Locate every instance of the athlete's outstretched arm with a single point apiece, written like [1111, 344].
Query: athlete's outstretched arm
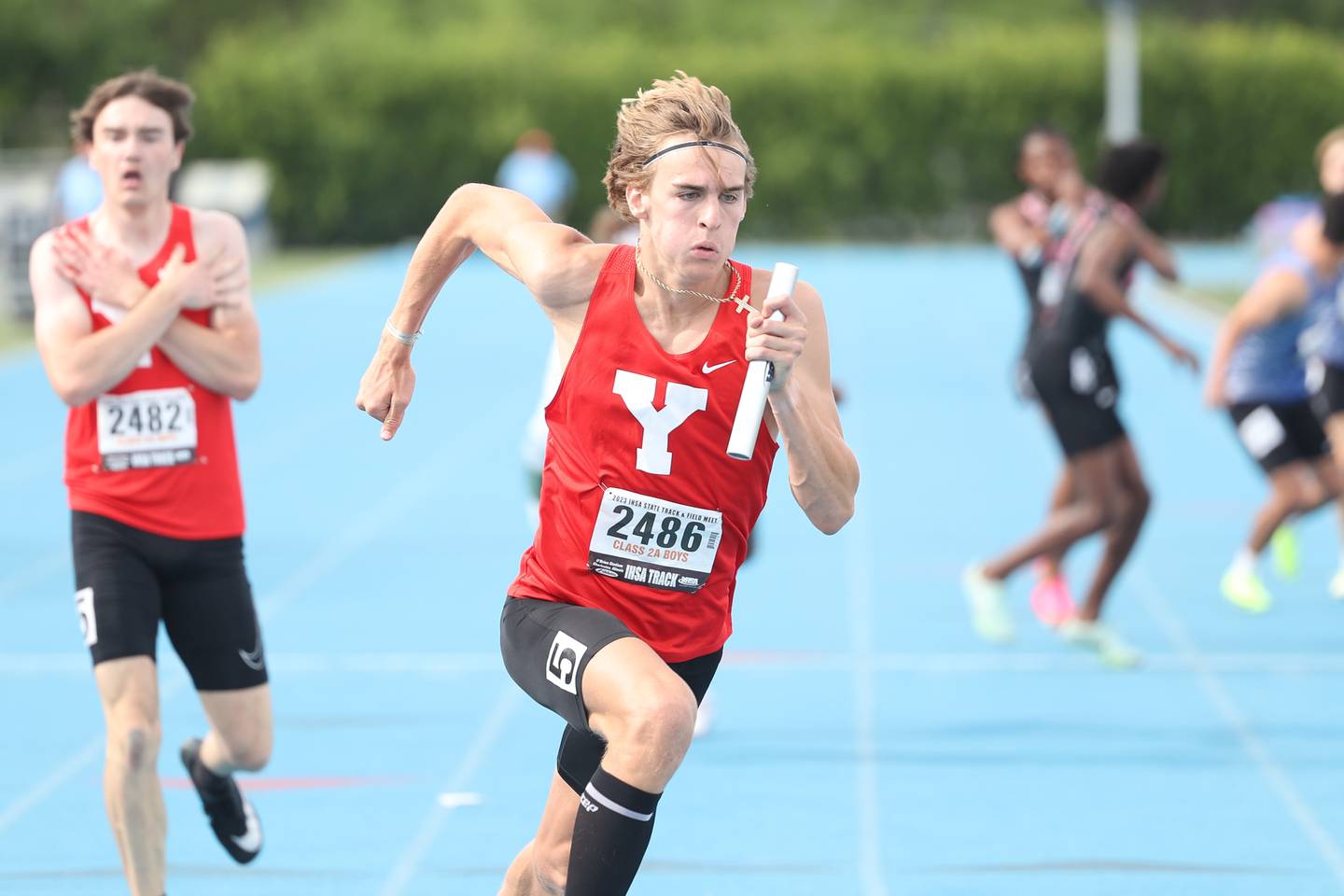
[81, 363]
[1014, 232]
[1155, 250]
[823, 471]
[1096, 275]
[549, 259]
[1274, 294]
[225, 357]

● Short exercise
Rescale the rows above by writing out every line again, text included, with each point coordinate listed after the picture multiplied by 1.7 and rounded to a whole number, halves rounded up. Leave the pictures out of your answer.

● Result
Locate every instance of the athlete's outstretched arm with a single point apiece, written like [1111, 344].
Query: athlete's outstretched arm
[138, 617]
[1724, 394]
[1964, 425]
[1399, 801]
[1863, 468]
[933, 440]
[2166, 500]
[383, 607]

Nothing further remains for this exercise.